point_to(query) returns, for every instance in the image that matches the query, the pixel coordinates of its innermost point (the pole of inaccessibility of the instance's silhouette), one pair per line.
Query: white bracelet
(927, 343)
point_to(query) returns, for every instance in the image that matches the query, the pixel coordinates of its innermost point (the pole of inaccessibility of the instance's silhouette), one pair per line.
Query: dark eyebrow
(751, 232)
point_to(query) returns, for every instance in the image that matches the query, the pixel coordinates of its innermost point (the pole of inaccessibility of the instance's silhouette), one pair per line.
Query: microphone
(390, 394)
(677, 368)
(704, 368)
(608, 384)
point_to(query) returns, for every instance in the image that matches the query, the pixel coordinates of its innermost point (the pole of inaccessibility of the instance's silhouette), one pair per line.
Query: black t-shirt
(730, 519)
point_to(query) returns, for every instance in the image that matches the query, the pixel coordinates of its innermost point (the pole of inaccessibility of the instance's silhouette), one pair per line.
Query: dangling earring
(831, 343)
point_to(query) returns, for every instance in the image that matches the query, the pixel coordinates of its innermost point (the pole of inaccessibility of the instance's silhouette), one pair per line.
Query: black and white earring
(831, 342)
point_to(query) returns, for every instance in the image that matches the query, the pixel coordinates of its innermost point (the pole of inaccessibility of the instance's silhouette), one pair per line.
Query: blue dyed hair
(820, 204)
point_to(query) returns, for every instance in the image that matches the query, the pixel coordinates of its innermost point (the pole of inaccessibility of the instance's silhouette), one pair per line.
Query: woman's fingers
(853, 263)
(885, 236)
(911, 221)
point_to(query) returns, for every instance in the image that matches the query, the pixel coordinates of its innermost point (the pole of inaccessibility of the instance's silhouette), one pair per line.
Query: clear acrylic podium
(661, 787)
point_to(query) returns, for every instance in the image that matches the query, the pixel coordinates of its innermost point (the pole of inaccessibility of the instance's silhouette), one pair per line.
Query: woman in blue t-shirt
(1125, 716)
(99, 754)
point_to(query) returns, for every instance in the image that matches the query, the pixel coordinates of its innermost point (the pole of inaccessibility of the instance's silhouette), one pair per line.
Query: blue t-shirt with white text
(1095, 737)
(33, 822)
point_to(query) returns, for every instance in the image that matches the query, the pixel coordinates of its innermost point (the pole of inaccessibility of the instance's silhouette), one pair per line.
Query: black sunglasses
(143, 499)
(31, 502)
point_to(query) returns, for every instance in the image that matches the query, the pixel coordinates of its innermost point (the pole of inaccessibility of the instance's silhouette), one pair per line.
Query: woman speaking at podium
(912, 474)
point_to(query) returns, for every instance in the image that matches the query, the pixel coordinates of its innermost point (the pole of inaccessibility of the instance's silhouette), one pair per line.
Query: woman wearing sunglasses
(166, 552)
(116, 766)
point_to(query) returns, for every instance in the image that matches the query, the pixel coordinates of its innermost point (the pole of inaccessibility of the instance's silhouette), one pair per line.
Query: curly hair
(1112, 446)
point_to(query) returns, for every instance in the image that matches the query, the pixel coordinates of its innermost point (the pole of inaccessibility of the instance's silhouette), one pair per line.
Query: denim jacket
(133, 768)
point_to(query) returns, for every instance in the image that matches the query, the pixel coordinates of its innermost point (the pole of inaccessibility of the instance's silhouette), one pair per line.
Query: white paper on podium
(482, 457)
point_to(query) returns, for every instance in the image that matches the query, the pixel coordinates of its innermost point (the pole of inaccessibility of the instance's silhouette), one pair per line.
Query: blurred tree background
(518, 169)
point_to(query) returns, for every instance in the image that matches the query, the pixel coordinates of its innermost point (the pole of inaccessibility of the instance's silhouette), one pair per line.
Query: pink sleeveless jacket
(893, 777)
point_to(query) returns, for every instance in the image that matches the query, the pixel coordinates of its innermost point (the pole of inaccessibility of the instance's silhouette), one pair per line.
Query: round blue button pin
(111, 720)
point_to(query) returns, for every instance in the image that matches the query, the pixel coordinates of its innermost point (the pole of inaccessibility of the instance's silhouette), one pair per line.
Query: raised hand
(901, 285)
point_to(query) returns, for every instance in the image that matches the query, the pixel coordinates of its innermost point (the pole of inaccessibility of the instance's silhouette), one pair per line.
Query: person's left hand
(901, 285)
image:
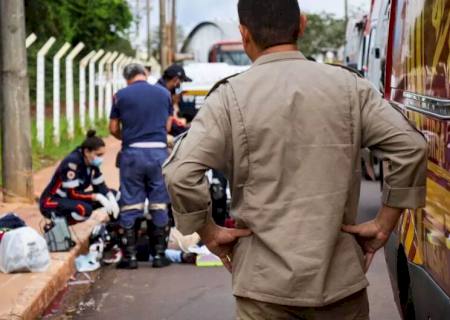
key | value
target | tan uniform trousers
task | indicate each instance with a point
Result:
(354, 307)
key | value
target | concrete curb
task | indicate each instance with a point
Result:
(29, 294)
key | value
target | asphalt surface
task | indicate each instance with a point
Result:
(183, 292)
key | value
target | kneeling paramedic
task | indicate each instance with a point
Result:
(67, 196)
(140, 117)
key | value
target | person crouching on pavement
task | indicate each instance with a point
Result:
(140, 117)
(66, 195)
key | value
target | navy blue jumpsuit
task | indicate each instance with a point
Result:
(143, 111)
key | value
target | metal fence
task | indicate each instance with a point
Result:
(104, 78)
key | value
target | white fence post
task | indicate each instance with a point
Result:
(122, 65)
(108, 89)
(92, 63)
(56, 92)
(40, 91)
(69, 89)
(30, 40)
(101, 84)
(82, 107)
(116, 72)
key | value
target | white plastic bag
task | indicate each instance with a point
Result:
(23, 250)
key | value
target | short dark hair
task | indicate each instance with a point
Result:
(92, 141)
(271, 22)
(132, 70)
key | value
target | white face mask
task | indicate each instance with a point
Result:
(97, 162)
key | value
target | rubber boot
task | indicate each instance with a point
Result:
(159, 238)
(128, 246)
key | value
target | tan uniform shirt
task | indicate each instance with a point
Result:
(288, 134)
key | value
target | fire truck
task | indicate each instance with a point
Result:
(407, 50)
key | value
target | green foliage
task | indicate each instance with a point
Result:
(100, 24)
(44, 157)
(324, 32)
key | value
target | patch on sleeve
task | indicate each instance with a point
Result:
(71, 174)
(72, 166)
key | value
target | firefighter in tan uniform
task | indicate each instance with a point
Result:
(287, 134)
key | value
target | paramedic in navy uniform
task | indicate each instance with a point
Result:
(140, 117)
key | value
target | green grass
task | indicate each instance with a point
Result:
(51, 153)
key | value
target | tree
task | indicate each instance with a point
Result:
(99, 24)
(324, 32)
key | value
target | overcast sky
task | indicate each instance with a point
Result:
(192, 12)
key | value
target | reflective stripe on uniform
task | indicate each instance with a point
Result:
(61, 193)
(98, 180)
(139, 206)
(157, 206)
(71, 184)
(148, 145)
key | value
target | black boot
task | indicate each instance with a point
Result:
(128, 246)
(159, 238)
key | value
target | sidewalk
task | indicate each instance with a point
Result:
(27, 295)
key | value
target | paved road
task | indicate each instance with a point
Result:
(185, 292)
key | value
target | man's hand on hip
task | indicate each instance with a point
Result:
(374, 234)
(221, 241)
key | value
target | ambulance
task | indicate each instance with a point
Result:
(409, 62)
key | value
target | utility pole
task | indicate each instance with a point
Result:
(138, 25)
(149, 30)
(163, 34)
(15, 104)
(346, 12)
(174, 28)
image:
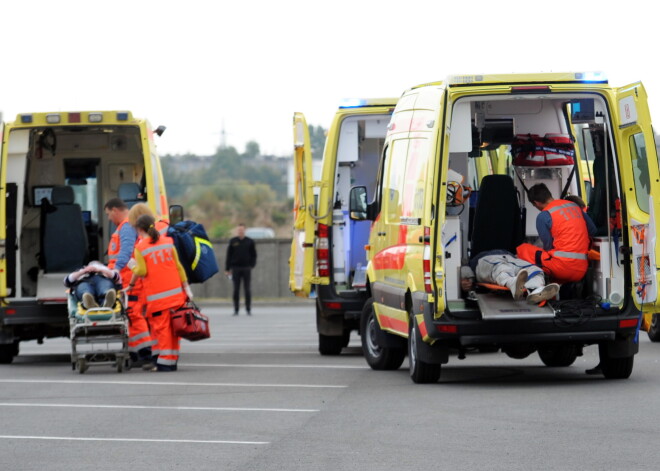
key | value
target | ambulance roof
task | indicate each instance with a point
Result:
(75, 118)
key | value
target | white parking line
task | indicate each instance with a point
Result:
(267, 365)
(143, 440)
(173, 383)
(176, 408)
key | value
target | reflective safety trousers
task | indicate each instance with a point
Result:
(162, 285)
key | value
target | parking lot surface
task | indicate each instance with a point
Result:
(258, 396)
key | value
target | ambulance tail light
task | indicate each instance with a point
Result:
(426, 263)
(323, 250)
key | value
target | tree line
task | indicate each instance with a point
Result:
(231, 187)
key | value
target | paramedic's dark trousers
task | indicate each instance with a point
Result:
(238, 274)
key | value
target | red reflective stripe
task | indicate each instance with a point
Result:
(391, 323)
(422, 329)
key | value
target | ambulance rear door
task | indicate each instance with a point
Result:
(639, 173)
(301, 263)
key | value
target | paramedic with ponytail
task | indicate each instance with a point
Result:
(120, 249)
(165, 287)
(564, 231)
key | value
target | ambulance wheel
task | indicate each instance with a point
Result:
(346, 338)
(330, 344)
(378, 356)
(81, 365)
(7, 354)
(616, 368)
(654, 328)
(420, 371)
(558, 355)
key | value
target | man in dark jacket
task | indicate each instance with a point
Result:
(241, 259)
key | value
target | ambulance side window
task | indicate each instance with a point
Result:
(640, 169)
(393, 185)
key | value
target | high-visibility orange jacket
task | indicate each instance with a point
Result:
(163, 274)
(569, 230)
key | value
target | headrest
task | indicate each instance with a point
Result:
(129, 191)
(62, 195)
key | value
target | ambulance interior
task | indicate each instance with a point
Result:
(62, 177)
(483, 124)
(361, 140)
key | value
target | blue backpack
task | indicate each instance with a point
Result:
(194, 249)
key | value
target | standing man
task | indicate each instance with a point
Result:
(120, 251)
(241, 259)
(564, 231)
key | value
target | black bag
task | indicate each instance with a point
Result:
(189, 323)
(195, 250)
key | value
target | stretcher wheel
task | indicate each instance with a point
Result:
(82, 366)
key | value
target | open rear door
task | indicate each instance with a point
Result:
(301, 263)
(639, 172)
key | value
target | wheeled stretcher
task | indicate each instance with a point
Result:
(99, 336)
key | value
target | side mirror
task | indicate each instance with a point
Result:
(176, 214)
(357, 205)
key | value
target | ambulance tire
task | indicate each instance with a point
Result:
(558, 355)
(330, 344)
(346, 338)
(6, 354)
(378, 356)
(654, 328)
(420, 372)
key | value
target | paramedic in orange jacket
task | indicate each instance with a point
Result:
(134, 213)
(120, 250)
(564, 231)
(165, 287)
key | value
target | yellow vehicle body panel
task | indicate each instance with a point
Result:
(396, 249)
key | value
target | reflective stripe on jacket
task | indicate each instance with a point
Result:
(162, 283)
(569, 230)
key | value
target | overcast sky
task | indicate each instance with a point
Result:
(193, 65)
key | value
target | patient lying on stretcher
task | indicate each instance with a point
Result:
(94, 285)
(504, 269)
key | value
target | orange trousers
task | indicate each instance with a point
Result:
(167, 344)
(559, 269)
(138, 329)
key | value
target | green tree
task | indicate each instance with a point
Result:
(252, 150)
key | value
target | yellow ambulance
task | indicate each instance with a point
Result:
(424, 232)
(57, 171)
(328, 258)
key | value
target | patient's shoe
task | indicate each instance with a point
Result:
(519, 288)
(89, 301)
(110, 297)
(543, 294)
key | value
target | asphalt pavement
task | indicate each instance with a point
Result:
(258, 396)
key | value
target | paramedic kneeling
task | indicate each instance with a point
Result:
(165, 287)
(564, 231)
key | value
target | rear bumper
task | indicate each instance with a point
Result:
(337, 313)
(471, 330)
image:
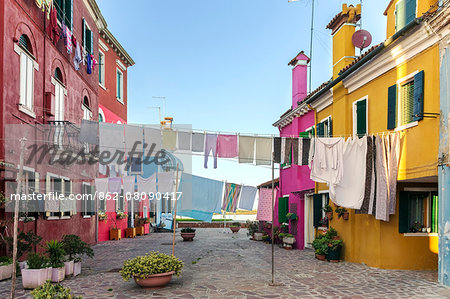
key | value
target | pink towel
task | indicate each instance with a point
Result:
(227, 146)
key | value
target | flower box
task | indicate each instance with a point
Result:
(115, 234)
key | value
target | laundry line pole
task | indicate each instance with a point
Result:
(174, 225)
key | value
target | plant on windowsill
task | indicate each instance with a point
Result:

::::::::

■ **Task goal**
Across the whole listing above, report each line that includes "orange".

■ **Response to the task**
target | high-visibility orange jacket
target | paramedic in orange jacket
target | orange trousers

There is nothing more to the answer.